GIVEN PASSAGE:

A record six women directors will compete for the Palme d'Or at Cannes in May, organisers announced Thursday, with the film festival promising a who's who of Hollywood A-listers and award-winning filmmakers.
The world's top cinema shindig had already secured some glitzy Hollywood premieres, including the new Indiana Jones and Martin Scorsese movies, as well as Johnny Depp's comeback film.
Among the 19 films competing for the top prize Palme d'Or from May 16 to 27 is Wes Anderson's Asteroid City, which alone will bring a cavalcade of stars to the red carpet, including Tom Hanks, Margot Robbie and Scarlett Johansson.
The presence of six women directors, including Italy's Alice Rohrwacher and Austria's Jessica Hausner, beats last year's record of five.
Natalie Portman and Julianne Moore are expected for May December from director Todd Haynes, who wowed Cannes with drama film Carol in 2015 starring Cate Blanchett and Rooney Mara, the latter winning the best actress award.
A fiery start is guaranteed thanks to opening night film Jeanne du Barry, which sees Depp play French king Louis XV in his first role since an explosive defamation trial against ex-wife Amber Heard involving bitter allegations of domestic abuse.

WORK TO BE COMPLETED:
Please continue the Cannes lineup article from its final sentence. The lines after this point are separate material, unrelated to the Cannes lineup article.

DATA LISTING:
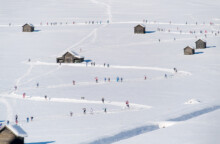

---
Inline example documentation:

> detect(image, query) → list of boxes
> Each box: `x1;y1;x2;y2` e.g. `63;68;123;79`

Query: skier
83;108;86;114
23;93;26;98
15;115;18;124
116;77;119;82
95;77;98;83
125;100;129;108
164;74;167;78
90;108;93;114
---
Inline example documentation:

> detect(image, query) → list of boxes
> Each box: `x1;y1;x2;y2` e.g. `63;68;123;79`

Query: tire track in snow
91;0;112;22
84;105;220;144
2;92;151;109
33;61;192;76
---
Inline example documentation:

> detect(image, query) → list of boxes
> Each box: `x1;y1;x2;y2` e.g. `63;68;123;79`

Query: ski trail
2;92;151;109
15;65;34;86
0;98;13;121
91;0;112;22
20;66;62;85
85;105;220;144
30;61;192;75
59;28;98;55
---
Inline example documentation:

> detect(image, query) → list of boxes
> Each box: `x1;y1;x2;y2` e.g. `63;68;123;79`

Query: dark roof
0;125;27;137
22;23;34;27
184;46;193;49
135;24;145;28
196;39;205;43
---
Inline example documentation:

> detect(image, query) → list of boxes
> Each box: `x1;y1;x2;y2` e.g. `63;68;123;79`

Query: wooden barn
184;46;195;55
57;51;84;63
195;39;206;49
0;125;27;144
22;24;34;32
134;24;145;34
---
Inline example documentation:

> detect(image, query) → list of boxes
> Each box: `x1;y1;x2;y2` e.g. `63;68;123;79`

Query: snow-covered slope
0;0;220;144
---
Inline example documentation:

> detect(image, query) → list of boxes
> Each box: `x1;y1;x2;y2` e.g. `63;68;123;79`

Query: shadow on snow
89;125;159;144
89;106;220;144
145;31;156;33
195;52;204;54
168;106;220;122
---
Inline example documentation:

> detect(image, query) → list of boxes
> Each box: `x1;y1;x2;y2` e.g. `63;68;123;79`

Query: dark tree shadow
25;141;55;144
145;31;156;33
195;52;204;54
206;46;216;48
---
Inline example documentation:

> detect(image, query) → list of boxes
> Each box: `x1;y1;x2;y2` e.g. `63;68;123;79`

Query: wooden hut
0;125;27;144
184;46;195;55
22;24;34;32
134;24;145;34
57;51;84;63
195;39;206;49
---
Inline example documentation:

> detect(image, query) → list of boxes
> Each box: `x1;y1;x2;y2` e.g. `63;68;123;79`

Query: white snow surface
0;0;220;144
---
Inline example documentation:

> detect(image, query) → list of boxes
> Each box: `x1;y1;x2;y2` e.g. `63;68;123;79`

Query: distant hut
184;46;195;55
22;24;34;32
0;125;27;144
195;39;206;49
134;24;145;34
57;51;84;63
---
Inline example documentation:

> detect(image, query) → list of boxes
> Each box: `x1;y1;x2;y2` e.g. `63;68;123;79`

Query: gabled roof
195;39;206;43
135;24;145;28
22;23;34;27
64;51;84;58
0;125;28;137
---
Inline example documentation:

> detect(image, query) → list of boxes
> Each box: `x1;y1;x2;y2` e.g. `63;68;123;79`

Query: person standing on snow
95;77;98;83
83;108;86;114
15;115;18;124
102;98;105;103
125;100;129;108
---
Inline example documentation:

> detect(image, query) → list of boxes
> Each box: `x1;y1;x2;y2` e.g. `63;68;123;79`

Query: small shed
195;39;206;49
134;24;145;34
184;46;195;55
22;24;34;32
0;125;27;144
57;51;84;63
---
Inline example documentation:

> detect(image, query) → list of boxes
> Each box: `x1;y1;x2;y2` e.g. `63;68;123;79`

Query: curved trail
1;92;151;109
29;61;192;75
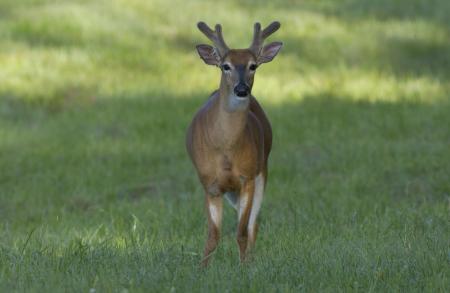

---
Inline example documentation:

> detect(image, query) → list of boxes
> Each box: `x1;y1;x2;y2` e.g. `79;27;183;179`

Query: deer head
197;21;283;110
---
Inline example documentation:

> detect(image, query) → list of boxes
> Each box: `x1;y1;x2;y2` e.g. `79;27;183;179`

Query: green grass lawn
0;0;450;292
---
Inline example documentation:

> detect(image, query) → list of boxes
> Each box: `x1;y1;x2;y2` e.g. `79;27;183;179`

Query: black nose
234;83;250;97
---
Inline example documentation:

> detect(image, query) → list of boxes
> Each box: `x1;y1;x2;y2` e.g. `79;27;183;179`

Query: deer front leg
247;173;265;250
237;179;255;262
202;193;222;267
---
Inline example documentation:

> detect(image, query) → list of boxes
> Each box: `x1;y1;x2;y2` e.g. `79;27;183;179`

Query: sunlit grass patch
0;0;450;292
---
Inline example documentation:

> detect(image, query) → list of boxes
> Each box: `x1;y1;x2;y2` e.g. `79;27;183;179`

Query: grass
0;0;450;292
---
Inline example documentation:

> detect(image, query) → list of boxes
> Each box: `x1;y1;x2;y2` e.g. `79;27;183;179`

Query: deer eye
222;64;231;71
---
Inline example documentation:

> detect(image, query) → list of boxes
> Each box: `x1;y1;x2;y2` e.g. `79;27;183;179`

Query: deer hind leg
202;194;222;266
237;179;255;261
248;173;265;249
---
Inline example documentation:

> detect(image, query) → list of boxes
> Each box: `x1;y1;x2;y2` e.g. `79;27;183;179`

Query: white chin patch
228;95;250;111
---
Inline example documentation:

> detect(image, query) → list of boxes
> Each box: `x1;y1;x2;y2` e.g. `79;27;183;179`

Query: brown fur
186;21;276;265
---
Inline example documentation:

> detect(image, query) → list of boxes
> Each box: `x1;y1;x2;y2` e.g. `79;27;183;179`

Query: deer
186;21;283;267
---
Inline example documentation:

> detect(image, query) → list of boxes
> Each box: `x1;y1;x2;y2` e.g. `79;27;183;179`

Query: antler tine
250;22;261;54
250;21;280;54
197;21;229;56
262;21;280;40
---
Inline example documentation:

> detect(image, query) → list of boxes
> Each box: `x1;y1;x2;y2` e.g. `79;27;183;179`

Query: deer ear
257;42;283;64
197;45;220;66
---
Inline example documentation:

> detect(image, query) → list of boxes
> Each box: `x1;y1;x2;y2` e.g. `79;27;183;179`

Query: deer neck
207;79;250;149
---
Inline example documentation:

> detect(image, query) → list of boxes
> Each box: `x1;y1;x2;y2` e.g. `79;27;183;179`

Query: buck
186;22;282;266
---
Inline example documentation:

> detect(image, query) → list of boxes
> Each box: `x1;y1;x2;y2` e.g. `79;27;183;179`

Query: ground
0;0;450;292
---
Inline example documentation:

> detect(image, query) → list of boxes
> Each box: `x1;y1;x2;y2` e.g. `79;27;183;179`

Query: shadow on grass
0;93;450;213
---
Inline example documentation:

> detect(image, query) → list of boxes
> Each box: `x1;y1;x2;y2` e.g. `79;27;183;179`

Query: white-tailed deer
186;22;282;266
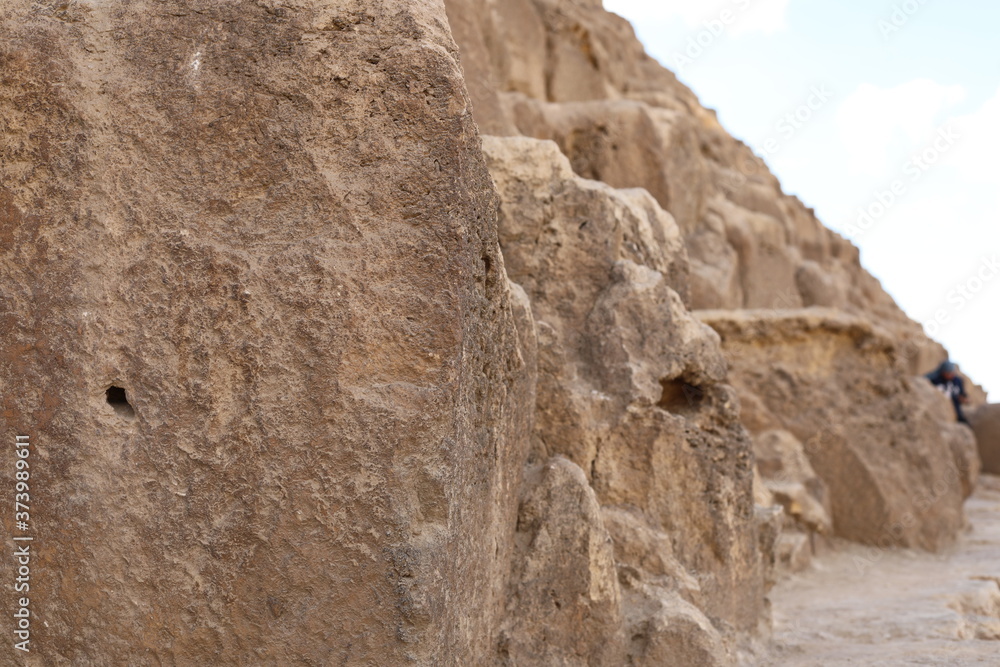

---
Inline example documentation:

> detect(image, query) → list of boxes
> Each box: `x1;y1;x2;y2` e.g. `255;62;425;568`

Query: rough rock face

ANSWER SECTION:
Depp will be joined by his daughter, Lily Rose Depp, who stars in The Idol, a TV series playing out of competition, produced by musician Abel "The Weeknd" Tesfaye. It has had a tumultuous production with reports of major rewrites and re-shoots.
As if that was not enough to inflame social media, the star and director of Jeanne du Barry, Maiwenn, had a criminal complaint lodged against her last week for allegedly assaulting a journalist by yanking his head back and spitting in his face in a Paris restaurant.
Star of the moment, and so-called Internet Daddy, Pedro Pascal is also expected alongside Ethan Hawke for a short film by Spain's Pedro Almodovar.
The competition is packed with previous award-winners, including two-time Palme laureate Ken Loach, and other past winners such as Nanni Moretti, Wim Wenders and Hirokazu Kore-eda.
Critics have been gushing, with The Hollywood Reporter calling it "an all-killer, no-filler program".
Scorsese's Killers of the Flower Moon, starring Leonardo DiCaprio and Robert De Niro, currently has an out-of-competition slot but may end up in the contest, festival director Thierry Fremaux said.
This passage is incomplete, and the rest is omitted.